[Entries for pointing at labeled objects]
>>>>

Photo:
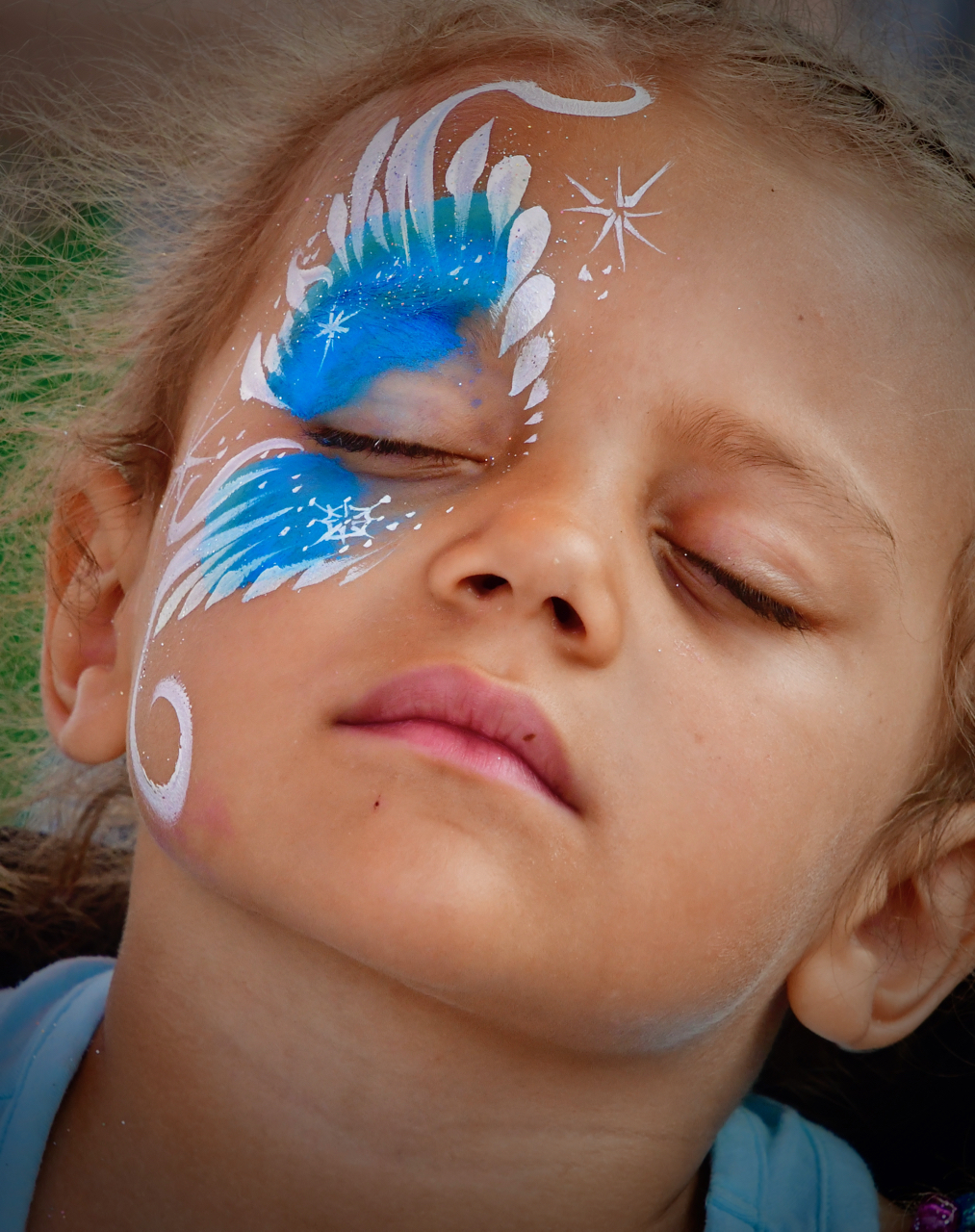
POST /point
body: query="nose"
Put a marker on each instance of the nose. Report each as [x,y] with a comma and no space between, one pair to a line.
[535,562]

<<<<

Set task: Please state how many lines of the entries above contain the string "nose". Case counts. Reply with the number only.

Full solution: 2